### To do
[a] In the marathon account, where did the buses to the start wait for the runners?
[b] Resume the marathon account after its final sentence and carry the story forward in the same voice.

### Text shown
----------
Last week, a friend called to suggest that we train for the Flying Pig Marathon together. It's in May '08, and because I've run some marathons before, I know I have plenty of time to train if I get busy now, but it's been two years since my last one, and I've never felt so out of shape. My girlish figure is gone, and my physique is Pavarotti-esque (from when he was alive, that is). I just finished a 3-mile run; my lungs are searing and my legs feel like lead. I have a long, long way to go.
The last marathon I ran was New York in November '05. Here's that harrowing tale, which I wrote a day or two later.
Looking Back in Self-flagellation: NYC Marathon 2005
My best marathon time ever was 3:55, and it took me over an hour more than that to finish NYC last Sunday. And now I can't find my hair shirt anywhere!
Of course, that p.r. was thirteen years and eight or ten kids ago, so maybe I shouldn't be so hard on myself . . . okay, yeah, I should be. I'd had a pretty good training season -- my legs felt strong and I'd run two twenty-milers that made me think I could finish in 4:15 or 4:30. Perhaps it's time to admit I'm not Ethiopian.
The day started off well. I'd had a fairly good night of sleep in the world's smallest hotel room and when I left at about 5:30 to meet a friend at his hotel, I found the morning dawning free of rain, if a bit warm. We trekked with thousands of others to the New York Public Library where the buses to the start awaited us. The line snaked all over the place but things moved quickly; the New York Road Runners and city officials really do an amazing job.
The ride out to the start on Staten Island was interminable. That's really my only complaint (other than that I think it's a tad unfair that so many beautiful women live in one city). I'd run NY six times before, and the ride to the start had never taken more than 40 or 45 minutes. I thought we were in for a revolt as our bus inched across the Verrazano Narrows Bridge. Aching bladders do tend to put people on edge, don't they?
The Marathon starts on the Verrazano. It almost defies description, the feeling of being out there, looking out into the harbor and, beyond that, to the Manhattan skyline. Even on a hazy day, it was amazing, and everyone out there, all 35,000 plus, were shot full of adrenaline because of it.
I wasn't actually on the bridge for the official start but that was cool. I heard the cannon go off and burst out of my portolet; it took me about thirteen or fourteen minutes to get to the starting line, not bad, considering. I was an orange start, meaning my group started on the bridge's upper deck. (Note to future NYCers who start on the lower deck: run in the middle of the road until you get to Brooklyn. Men will pee anywhere, including from a bridge at the start of a 26.2 mile race and, well, anything that comes down from the top has to go somewhere. It can get windy up there, let me tell you.)
Once into Brooklyn, I quickly advanced and joined the front runners. I found the police escorts a bit annoying, since the motorcycle engines' noise almost drowned out the cheers of the thrilled onlookers. Almost. But I could hear you, my friends . . . oh yes, I could hear you! To run through your borough is to take a quick trip around the world, getting high-fives all the while.
Pop quiz time! Something I wrote in the last paragraph was a lie. Can you spot it?
----------
### Record set
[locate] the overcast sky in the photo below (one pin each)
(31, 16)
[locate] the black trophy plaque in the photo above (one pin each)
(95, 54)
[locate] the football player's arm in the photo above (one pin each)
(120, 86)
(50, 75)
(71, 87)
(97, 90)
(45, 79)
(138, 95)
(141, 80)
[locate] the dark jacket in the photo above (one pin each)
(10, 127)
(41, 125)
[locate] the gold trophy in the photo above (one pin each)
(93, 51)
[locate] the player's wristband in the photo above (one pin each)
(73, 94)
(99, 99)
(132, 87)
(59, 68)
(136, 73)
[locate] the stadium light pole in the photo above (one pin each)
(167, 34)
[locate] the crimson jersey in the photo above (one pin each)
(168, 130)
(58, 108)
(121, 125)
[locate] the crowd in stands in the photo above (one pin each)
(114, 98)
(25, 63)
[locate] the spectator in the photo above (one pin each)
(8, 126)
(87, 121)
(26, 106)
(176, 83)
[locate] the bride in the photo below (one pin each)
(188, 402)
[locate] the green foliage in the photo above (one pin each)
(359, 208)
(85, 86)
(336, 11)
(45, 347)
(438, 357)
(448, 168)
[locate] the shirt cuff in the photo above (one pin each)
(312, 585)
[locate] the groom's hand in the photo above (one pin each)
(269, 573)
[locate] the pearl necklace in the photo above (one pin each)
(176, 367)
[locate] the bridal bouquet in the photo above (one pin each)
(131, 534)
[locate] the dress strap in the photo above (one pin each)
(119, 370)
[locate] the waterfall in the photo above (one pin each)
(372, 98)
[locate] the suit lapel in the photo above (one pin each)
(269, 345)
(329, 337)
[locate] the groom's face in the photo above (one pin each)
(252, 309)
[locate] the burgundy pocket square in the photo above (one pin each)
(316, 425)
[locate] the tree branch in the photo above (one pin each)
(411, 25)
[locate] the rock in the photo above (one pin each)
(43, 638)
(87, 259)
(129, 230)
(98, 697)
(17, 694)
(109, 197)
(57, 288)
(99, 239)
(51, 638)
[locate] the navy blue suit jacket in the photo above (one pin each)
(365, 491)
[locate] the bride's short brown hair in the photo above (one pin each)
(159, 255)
----------
### Exercise answers
[a] At the New York Public Library.

[b]
Eleven miles or so in Brooklyn, then a short trip through Queens. Saw some friends there, all of whom were drinking cold beer -- definitely activity prohibited by the Geneva Conventions.
Then on to the 59th Street Bridge which, for me, was the second great adrenaline rush of the Marathon. Watching the Manhattan skyline approach, hearing the music and the crowd get louder and louder -- really remarkable. Off the bridge, around the bend and up the long First Avenue stretch, and that's when it starts. You see an attractive woman and think, "Wow, she's the most gorgeous woman I've ever seen." But then, seconds later, "No, she's the most gorgeous woman I've ever seen."
And so on and so on for about 45 city blocks. Sure, some may say I'm shallow, noticing the dark-haired girls in all their NY sexiness at a time like that, but you know what I say? I say it's heroic, being true to biology even as my legs felt like lead.
At the 20-mile mark, on the narrow bridge from Manhattan to the Bronx, so many people were walking that running was impossible. It was right about then that my body really started to feel ancient, and I never really picked up the pace after that.
Limping back into Manhattan, I was so far behind my projected time that my fan club had left Marcus Garvey Park by the time I arrived. When your fan club includes little kids, I guess you need to expect the occasional impatience-related meltdown.
Fifth Avenue was kind of tease, especially at the north end of Central Park, but the crowd support was phenomenal, and the avenue and Park were beautiful.
Finally, mercifully, I turned into the Park. Running with a gait not unlike that of Frankenstein's monster, I navigated those last, rolling hills, thinking how good a Coke -- a real one -- would taste after I crossed the finish line, if I could live that long.
Miraculously, I lived to cross that line and collect my medal. I might have been foaming at the mouth a bit when my wife took this photo but, fortunately, that wonderful autumn, late afternoon lighting in Central Park worked in my favor. Shortly after that, I tearfully announced my retirement from the sport.
But you never know.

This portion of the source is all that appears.